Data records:
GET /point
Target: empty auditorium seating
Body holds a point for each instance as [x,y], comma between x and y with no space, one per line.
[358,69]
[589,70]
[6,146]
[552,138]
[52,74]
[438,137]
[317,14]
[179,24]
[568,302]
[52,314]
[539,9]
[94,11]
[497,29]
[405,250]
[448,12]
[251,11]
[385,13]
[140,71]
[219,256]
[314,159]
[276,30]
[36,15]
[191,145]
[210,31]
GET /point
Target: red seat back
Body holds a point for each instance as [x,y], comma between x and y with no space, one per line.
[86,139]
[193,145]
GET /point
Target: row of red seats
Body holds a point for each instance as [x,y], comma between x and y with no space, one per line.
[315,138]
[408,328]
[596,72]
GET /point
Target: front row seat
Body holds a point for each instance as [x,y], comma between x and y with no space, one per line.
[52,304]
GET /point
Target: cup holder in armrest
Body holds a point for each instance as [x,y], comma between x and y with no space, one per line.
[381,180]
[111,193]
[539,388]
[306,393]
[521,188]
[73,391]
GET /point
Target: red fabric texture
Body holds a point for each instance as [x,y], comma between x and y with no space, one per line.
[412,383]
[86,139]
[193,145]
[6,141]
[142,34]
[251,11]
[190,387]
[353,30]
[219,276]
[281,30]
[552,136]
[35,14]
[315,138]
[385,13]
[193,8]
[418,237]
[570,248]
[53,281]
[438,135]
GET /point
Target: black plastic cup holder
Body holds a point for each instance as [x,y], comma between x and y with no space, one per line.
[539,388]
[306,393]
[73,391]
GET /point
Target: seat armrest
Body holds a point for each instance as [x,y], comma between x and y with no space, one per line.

Prompt
Count the lines in the records above that contain the string "Target", treating case as significant, and give only the number.

Solution to the exercise
8